:: Liste présentée ::
*****
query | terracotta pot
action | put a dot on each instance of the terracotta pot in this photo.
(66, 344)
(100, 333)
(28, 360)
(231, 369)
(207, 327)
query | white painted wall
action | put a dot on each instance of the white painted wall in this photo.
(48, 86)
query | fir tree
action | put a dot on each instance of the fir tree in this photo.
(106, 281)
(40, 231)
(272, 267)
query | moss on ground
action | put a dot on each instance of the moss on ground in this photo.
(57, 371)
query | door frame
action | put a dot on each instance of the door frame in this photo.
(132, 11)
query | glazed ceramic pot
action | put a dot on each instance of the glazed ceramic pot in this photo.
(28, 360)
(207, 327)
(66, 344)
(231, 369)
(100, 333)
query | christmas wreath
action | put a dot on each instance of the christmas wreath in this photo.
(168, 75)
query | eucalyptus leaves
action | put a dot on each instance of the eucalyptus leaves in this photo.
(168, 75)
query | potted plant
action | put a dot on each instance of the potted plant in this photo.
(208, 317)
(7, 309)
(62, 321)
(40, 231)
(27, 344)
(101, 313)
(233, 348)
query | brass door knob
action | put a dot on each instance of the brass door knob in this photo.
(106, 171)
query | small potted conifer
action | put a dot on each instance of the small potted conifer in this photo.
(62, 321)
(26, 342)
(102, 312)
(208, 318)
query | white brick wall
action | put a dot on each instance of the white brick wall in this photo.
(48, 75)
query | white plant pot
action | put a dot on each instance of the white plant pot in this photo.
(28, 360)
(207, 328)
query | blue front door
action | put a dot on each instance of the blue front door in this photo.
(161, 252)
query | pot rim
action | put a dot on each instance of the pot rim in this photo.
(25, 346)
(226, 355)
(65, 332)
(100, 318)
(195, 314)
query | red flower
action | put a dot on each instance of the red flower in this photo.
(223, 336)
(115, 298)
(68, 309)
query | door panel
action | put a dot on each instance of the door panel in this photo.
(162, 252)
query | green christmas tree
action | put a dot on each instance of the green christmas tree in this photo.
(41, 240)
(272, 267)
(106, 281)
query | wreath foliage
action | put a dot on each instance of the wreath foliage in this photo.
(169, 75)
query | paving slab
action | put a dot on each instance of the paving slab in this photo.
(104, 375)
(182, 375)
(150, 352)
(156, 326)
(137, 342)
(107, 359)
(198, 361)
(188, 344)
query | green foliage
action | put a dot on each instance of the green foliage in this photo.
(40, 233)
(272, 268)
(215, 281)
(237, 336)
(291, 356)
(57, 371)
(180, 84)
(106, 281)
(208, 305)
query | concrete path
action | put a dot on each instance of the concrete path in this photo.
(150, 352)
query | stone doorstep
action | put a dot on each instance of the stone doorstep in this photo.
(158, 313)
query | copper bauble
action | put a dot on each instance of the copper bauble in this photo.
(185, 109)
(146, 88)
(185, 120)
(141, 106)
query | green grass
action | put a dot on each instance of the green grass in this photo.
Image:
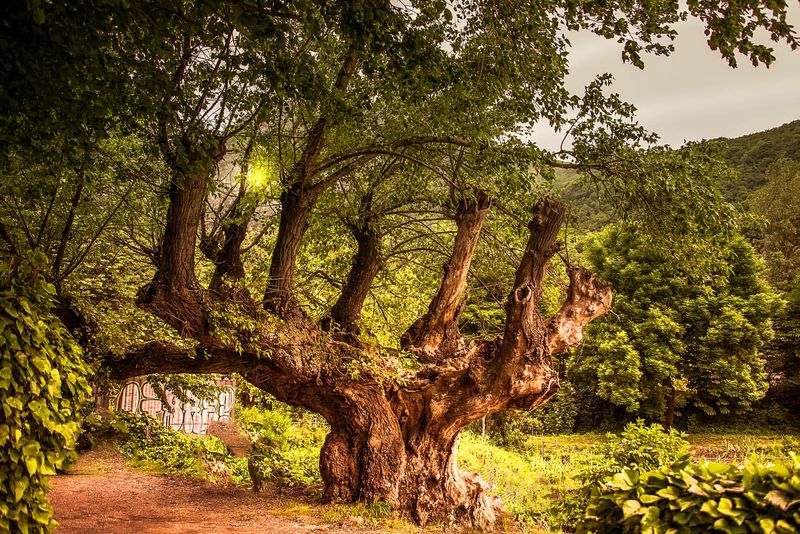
(534, 477)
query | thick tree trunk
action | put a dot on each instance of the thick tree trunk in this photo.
(436, 333)
(296, 208)
(393, 441)
(175, 293)
(346, 312)
(372, 454)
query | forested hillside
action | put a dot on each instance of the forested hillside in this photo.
(751, 155)
(651, 358)
(342, 206)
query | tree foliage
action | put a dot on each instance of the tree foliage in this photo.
(291, 162)
(42, 387)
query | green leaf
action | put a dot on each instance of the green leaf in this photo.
(630, 508)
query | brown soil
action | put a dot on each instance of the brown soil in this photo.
(101, 494)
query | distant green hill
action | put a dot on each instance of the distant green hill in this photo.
(750, 155)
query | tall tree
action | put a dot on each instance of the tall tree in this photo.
(677, 341)
(328, 90)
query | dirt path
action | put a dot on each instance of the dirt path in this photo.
(101, 494)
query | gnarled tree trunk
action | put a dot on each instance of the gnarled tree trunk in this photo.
(394, 440)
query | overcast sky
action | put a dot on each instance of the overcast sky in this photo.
(693, 94)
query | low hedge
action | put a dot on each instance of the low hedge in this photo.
(686, 497)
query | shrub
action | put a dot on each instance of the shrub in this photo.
(636, 448)
(684, 497)
(284, 452)
(148, 441)
(42, 387)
*****
Extrayez toutes les lignes de la liste ci-dessus en les reproduisant sans la moindre modification. Laissez les images hors de votre réponse.

query | terracotta pot
action | put a dot on each instance of the terracotta pot in this photo.
(66, 344)
(100, 333)
(28, 360)
(231, 369)
(207, 327)
query | white painted wall
action | put a dot on each instance of the white painted wall in this photo.
(48, 86)
query | fir tree
action | put a dot on each instance of the fir tree in this photo.
(106, 281)
(40, 231)
(272, 267)
query | moss on ground
action | put a dot on each instance of the moss on ground in this photo.
(57, 371)
query | door frame
action | put a dot on each instance of the door frame in this photo.
(132, 11)
query | glazed ceramic pot
action | put a dot on each instance of the glazed ceramic pot in this photo.
(28, 360)
(207, 327)
(66, 344)
(231, 369)
(100, 333)
query | christmas wreath
action | put a dot on each instance of the christmas wreath in this photo.
(168, 75)
query | eucalyptus leaves
action | put a dot on each instance of the eucalyptus leaves in this photo.
(168, 75)
query | potted plant
action | put a dot on each instance of the potted plant in this photo.
(208, 317)
(7, 309)
(62, 321)
(40, 231)
(27, 344)
(101, 313)
(233, 348)
query | brass door knob
action | put a dot on each instance of the brass door knob in this photo.
(106, 171)
query | small potted conifer
action | put a dot on each instance of the small potted conifer in this photo.
(62, 321)
(26, 342)
(102, 312)
(208, 318)
query | white brick wall
action | put a dot on each instance of the white brick wall in this photo.
(48, 75)
query | white plant pot
action | put a dot on each instance of the white plant pot in this photo.
(28, 360)
(207, 328)
query | blue front door
action | put a dot on each instance of the blue front door in this photo.
(161, 252)
query | pot rim
action | put a dot on each instance of the pot rim in this photo.
(25, 346)
(226, 355)
(65, 332)
(100, 318)
(195, 314)
query | red flower
action | put a dot on each instance of the red flower in this photo.
(223, 336)
(115, 298)
(68, 309)
query | door panel
action | put a dot on each instance of the door panel in this photo.
(162, 252)
query | green christmas tree
action | put a dot on each instance of the green christmas tree in this photo.
(41, 240)
(272, 267)
(106, 281)
query | wreath foliage
action | put a dot on each instance of the wreath foliage in this photo.
(169, 75)
query | paving slab
action | put a dot on each instance of the paving slab in this photo.
(104, 375)
(182, 375)
(150, 352)
(156, 326)
(137, 342)
(107, 359)
(198, 361)
(188, 344)
query | green foliage
action | put a dot on each instance of the green foliage in this photo.
(40, 233)
(272, 268)
(215, 281)
(237, 336)
(291, 356)
(57, 371)
(180, 84)
(106, 281)
(208, 305)
query | concrete path
action | put a dot on each instance of the concrete path in this photo.
(150, 352)
query | stone doorstep
action | put a dot on each instance of the stone doorstep in this photo.
(158, 313)
query | copper bauble
action | put a dot on each instance of the copper bauble in this photo.
(185, 109)
(146, 88)
(185, 120)
(141, 106)
query | green grass
action | put a dot on each instance of the green grass in this photo.
Image:
(534, 477)
query | thick tree trunk
action | put a dot on each instance of the thick tree trunk in this photo.
(436, 333)
(296, 208)
(393, 441)
(175, 293)
(346, 312)
(372, 454)
query | forested hillside
action | put a dot on each instance of the forested hillside in this photo.
(751, 155)
(651, 358)
(342, 206)
query | tree foliage
action | put a dot on each instance of the tree foliage in this photo.
(291, 162)
(42, 387)
query | green leaf
action | put a dot on each instance of the green leaf in this photo.
(630, 508)
query | brown soil
action | put a dot on each instance of the brown soil in this photo.
(101, 494)
query | distant green hill
action | put a dot on each instance of the distant green hill in this photo.
(750, 155)
query | tall tree
action | put a dot on each instance of the tall tree in this photo.
(677, 341)
(328, 90)
query | dirt path
action | put a dot on each instance of the dirt path in this photo.
(101, 494)
query | gnarled tree trunk
action | put a dot on each instance of the gnarled tree trunk in this photo.
(394, 440)
query | overcast sky
action | put a dot on each instance of the overcast sky in this photo.
(693, 94)
query | low hedge
action | put a dot on each instance of the low hedge in this photo.
(686, 497)
query | shrub
action | put a dot on each instance of the shrub in this photo.
(636, 448)
(684, 497)
(284, 452)
(148, 441)
(42, 387)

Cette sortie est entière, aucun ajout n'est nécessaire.